WORK INSTRUCTIONS: Return every line of the data that contains the string "truck".

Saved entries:
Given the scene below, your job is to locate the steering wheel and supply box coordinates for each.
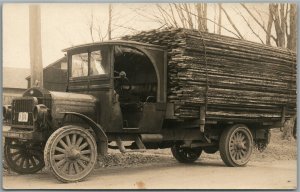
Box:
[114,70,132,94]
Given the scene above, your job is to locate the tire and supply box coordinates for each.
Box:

...

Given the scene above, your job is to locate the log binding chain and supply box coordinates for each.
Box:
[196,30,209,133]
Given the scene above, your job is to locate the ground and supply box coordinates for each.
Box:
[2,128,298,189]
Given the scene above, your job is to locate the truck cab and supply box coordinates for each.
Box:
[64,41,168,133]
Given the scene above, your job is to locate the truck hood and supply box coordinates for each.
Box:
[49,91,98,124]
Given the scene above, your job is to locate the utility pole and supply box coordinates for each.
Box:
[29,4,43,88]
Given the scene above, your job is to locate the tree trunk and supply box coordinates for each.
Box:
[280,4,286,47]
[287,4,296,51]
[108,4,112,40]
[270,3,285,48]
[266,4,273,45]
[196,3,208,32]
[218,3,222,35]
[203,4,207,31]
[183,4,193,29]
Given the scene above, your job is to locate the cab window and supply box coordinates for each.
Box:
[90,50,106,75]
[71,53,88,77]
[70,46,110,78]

==

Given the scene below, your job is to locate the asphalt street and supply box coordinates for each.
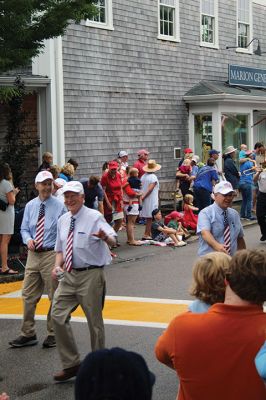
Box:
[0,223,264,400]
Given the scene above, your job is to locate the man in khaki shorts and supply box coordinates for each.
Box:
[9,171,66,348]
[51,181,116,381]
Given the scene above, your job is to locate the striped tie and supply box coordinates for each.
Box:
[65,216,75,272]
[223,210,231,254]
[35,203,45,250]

EXERCISE SOLUTION:
Given the scene above, your job is to locate the truck cab and supply box coordinates for each.
Given the scene above, your job is to locate the truck hood and supply box coordinates for each.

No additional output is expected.